▶ QUOTED PASSAGE
- Opening Delimiter -
Now that the Carters have stepped away from the spotlight after decades of tireless service, rumors have circulated that Brooks and Years might step in as their official replacement ambassadors for Habitat for Humanity. But Yearwood says, “We’re not trying to fill impossible shoes.” Brooks shakes his head and humbly nominates Jimmy and Rosalynn’s son and daughter-in-law, Chip and Becky Carter, for the ambassador roles, saying, “Those two hold up everything about Habitat that we can possibly imagine; they’ll outwork anybody.” But then Brooks stresses, “There’s no replacing President Carter.”
‘[Jimmy Carter] has had a wonderful legacy in his work with Habitat, which has always been about bringing people together,” says Reckford. “The Carter Build in South Africa was the first mixed-race community built after apartheid, and we had leaders from across Africa come and participate. Habitat was part of the peace accords in Northern Ireland, where we had Protestants and Catholics come together and build as part of the peace process. We’ve done peace building all over the world and here in the U.S., when people come out and serve in their community. And President Carter is such a shining example of that. [The Carters] focus on what they have in common [with others], as opposed to what separates them. And so, I think service can really be the antidote to the polarization we see in our communities — not just with Habitat, but if people come out in their communities and they can build homes, they can build communities and hope.”
- Closing Delimiter -
▶ RECORDS PROVIDED
- Opening Delimiter -
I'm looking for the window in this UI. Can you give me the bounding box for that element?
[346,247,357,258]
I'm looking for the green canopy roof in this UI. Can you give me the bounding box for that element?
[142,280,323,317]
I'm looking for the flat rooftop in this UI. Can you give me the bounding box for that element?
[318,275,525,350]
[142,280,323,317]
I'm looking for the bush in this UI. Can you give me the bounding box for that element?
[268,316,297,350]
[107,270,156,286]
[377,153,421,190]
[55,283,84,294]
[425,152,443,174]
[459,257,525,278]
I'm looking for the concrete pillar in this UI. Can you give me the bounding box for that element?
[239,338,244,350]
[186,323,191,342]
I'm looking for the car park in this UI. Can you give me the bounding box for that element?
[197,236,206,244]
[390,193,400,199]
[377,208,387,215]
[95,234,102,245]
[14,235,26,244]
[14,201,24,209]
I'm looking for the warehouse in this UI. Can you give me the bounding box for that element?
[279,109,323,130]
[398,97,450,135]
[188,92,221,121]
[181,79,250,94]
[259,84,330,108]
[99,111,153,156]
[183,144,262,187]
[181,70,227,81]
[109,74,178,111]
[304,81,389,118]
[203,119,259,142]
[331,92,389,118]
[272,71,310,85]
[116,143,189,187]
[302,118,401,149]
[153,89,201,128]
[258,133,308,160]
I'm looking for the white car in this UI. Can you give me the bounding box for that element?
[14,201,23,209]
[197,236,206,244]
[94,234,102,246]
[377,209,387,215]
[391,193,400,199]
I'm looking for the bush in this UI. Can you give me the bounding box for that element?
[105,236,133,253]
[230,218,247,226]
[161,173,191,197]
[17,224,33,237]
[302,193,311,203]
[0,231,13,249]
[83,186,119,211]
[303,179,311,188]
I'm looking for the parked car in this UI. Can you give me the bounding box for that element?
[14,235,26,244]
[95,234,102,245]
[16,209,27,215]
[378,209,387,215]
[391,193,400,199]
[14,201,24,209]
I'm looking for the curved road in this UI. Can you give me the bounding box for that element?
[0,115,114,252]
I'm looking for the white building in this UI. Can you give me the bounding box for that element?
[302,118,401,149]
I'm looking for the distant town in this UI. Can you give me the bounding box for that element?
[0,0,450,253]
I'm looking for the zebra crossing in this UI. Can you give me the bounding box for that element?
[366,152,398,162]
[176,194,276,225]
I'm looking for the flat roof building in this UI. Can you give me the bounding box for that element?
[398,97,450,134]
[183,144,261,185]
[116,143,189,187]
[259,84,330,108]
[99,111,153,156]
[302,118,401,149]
- Closing Delimiter -
▶ EXERCISE REQUIREMENTS
In the passage about the Carters and Habitat for Humanity, whom does Brooks nominate for the ambassador roles?

▶ EXERCISE OUTPUT
Chip and Becky Carter, Jimmy and Rosalynn's son and daughter-in-law.